Data to process –
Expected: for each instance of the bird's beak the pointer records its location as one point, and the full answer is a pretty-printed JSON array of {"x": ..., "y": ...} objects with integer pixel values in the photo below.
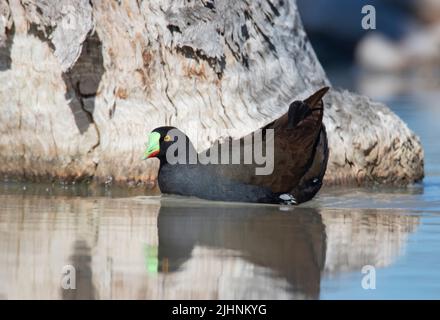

* * *

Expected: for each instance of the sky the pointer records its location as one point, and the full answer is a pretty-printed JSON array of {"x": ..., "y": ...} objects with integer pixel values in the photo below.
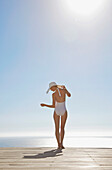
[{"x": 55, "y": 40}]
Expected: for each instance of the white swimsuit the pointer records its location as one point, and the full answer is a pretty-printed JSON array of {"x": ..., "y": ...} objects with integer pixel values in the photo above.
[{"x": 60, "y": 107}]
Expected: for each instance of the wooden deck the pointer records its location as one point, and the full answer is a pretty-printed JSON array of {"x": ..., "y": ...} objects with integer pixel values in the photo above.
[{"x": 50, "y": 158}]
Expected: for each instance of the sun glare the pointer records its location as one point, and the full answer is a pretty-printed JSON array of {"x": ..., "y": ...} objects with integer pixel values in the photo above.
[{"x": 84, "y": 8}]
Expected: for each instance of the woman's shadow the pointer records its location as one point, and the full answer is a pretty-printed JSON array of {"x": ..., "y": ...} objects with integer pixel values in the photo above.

Instruction – Output the lines from the line containing "Expected: for each instance of the wooden" up to and including the line containing "Expected: for each instance of the woman's" as a Markdown table with the columns Row and Line. Number each row and omit any blank lines.

Finished task –
| Row | Line |
|---|---|
| 1 | Expected: for each instance of the wooden deck the pointer records its location as one point, and the full answer is a pretty-printed JSON array of {"x": ..., "y": ...} objects with integer pixel values in the photo above. |
| 2 | [{"x": 50, "y": 158}] |
| 3 | Expected: for each instance of the sun glare the pointer records its location as one point, and the full answer is a pretty-printed JSON array of {"x": ..., "y": ...} objects with integer pixel values in the photo above. |
| 4 | [{"x": 84, "y": 8}] |
| 5 | Expected: for each instance of the woman's shadow the pointer records its location as one point, and the full answer is a pretty-printed JSON array of {"x": ..., "y": ...} objects with integer pixel values in the photo above. |